• YOUR ASSIGNMENT
Whenever the word "belongs" turns up in a line of the data below, copy that line.
★ ★ ★ ★
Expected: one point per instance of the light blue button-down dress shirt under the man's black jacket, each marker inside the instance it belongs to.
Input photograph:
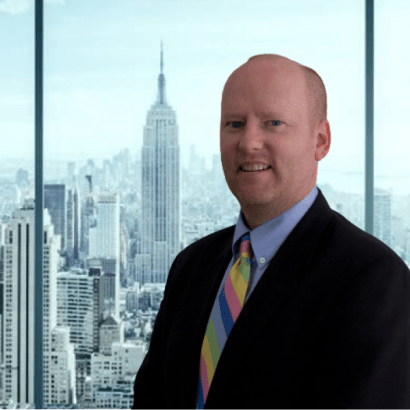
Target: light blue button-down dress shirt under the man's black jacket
(267, 238)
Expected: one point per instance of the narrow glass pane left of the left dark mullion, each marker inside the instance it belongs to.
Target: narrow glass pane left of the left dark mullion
(16, 203)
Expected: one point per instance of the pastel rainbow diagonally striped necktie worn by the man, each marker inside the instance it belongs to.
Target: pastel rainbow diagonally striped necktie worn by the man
(223, 316)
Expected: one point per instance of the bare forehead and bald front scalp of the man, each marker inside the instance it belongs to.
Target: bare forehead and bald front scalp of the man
(267, 84)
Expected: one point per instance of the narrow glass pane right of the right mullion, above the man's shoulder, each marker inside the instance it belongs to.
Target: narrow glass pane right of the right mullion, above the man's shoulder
(392, 126)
★ ★ ★ ★
• SOLUTION TO THIS TASK
Expected: one point per instance of the light blue button-down dress shirt under the man's black jacket, each marker inside the instance it belongs to.
Expected: one point per instance of the narrow glass pane left of the left dark mullion, each marker inside the instance it belongs to.
Expected: one point per instance of the pastel rainbow diagonally striped necktie worn by the man, each marker inside the instance it belongs to.
Expected: one point per instance of the bare forehead and bald front scalp of the man, each marker inside the instance it belongs to.
Expected: one point per instance of the narrow glass pane right of the right mullion, above the man's shoulder, each marker inside the instance it belongs to.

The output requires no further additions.